• _原文_:
使用马尔可夫模型进行转录结合位点预测。

Transcription binding site prediction using Markov models.

作者信息

Abnizova Irina, Rust Alistair G, Robinson Mark, Te Boekhorst Rene, Gilks Walter R

机构信息

BSU MRC Cambridge, CB2 2SR, UK.

出版信息

J Bioinform Comput Biol. 2006 Apr;4(2):425-41. doi: 10.1142/s0219720006001813.

DOI:10.1142/s0219720006001813

PMID:16819793

Abstract

One of the main goals of analysing DNA sequences is to understand the temporal and positional information that specifies gene expression. An important step in this process is the recognition of gene expression regulatory elements. Experimental procedures for this are slow and costly. In this paper we present a computational non-supervised algorithm that facilitates the process by statistically identifying the most likely regions within a putative regulatory sequence. A probabilistic technique is presented, based on the approximation of regulatory DNA with a Markov chain, for the location of putative transcription factor binding sites in a single stretch of DNA. Hereto we developed a procedure to approximate the order of Markov model for a given DNA sequence that circumvents some of the prohibitive assumptions underlying Markov modeling. Application of the algorithm to data from 55 genes in five species shows the high sensitivity of this Markov search algorithm. Our algorithm does not require any prior knowledge in the form of description or cross-genomic comparison; it is context sensitive and takes DNA heterogeneity into account.

摘要

分析DNA序列的主要目标之一是了解指定基因表达的时间和位置信息。这一过程中的一个重要步骤是识别基因表达调控元件。为此进行的实验过程缓慢且成本高昂。在本文中，我们提出了一种计算非监督算法，通过统计识别假定调控序列中最可能的区域来促进这一过程。提出了一种概率技术，基于用马尔可夫链对调控DNA进行近似，用于在一段DNA中定位假定的转录因子结合位点。为此，我们开发了一种程序来近似给定DNA序列的马尔可夫模型阶数，该程序规避了马尔可夫建模所依据的一些过高假设。将该算法应用于五个物种中55个基因的数据，显示了这种马尔可夫搜索算法的高灵敏度。我们的算法不需要任何以描述或跨基因组比较形式存在的先验知识；它是上下文敏感的，并考虑了DNA的异质性。

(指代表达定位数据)
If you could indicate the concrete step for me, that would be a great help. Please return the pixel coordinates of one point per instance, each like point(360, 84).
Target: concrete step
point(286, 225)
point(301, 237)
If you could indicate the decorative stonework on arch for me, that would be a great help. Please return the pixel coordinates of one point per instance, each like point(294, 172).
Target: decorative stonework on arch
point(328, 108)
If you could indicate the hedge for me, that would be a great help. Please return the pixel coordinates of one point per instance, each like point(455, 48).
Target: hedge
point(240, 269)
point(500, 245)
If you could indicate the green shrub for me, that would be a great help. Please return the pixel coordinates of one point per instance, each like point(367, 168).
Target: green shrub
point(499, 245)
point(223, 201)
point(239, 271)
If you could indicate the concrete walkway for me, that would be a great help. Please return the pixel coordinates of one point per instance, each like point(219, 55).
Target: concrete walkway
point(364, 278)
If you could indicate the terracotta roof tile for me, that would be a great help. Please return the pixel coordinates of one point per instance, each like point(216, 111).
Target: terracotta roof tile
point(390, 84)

• _任务单 1_: 请从原文中照录一段文字，从“Abnizova Irina, Rust”起，一直往下到“Apr;4(2):425-41. doi: 10.1142/s0219720006001813.”为止。
• _任务单 2_: 根据原文，该算法应用于多少个物种中的多少个基因的数据？
• _任务单 3_: 根据原文，作者为什么要提出一种计算方法来识别基因表达调控元件？请用一到三句话说明。

• _最终答案 1_:
Abnizova Irina, Rust Alistair G, Robinson Mark, Te Boekhorst Rene, Gilks Walter R

机构信息

BSU MRC Cambridge, CB2 2SR, UK.

出版信息

J Bioinform Comput Biol. 2006 Apr;4(2):425-41. doi: 10.1142/s0219720006001813.

• _最终答案 2_: 五个物种中的55个基因。

• _最终答案 3_: 识别基因表达调控元件的实验过程缓慢且成本高昂。因此，作者提出了一种计算非监督算法，通过统计识别假定调控序列中最可能的区域来促进这一过程。